## Work required
Copy out the material below line for line, with nothing changed, but leave out the pictures.

* Begin Data records *

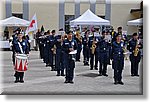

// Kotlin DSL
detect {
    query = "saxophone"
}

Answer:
[133,40,139,56]
[92,38,96,54]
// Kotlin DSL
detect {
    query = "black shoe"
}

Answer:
[114,81,118,85]
[98,74,102,76]
[135,75,139,77]
[61,74,65,76]
[118,81,124,85]
[95,68,98,70]
[20,80,24,83]
[69,81,74,84]
[131,74,135,77]
[14,80,19,83]
[103,74,108,77]
[56,74,60,76]
[64,80,69,83]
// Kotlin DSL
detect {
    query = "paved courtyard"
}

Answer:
[0,51,142,94]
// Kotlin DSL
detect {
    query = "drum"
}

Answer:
[15,54,28,72]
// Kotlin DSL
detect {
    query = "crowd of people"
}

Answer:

* End Data records *

## Reply
// Kotlin DSL
detect {
    query = "saxophone"
}

Answer:
[133,40,139,56]
[92,38,96,54]
// Kotlin DSL
detect {
    query = "black shoe"
}

Answer:
[114,81,118,85]
[98,74,102,76]
[135,75,139,77]
[61,74,65,76]
[118,81,124,85]
[95,68,98,70]
[20,80,24,83]
[69,81,74,84]
[131,74,135,77]
[14,80,19,83]
[103,74,108,77]
[56,74,60,76]
[64,80,69,83]
// Kotlin DSL
detect {
    query = "paved courtyard"
}

Answer:
[0,51,142,94]
// Kotlin DSL
detect {
    query = "drum"
}

Answer:
[15,54,28,72]
// Kotlin DSL
detect {
    query = "crowd of people"
}

Answer:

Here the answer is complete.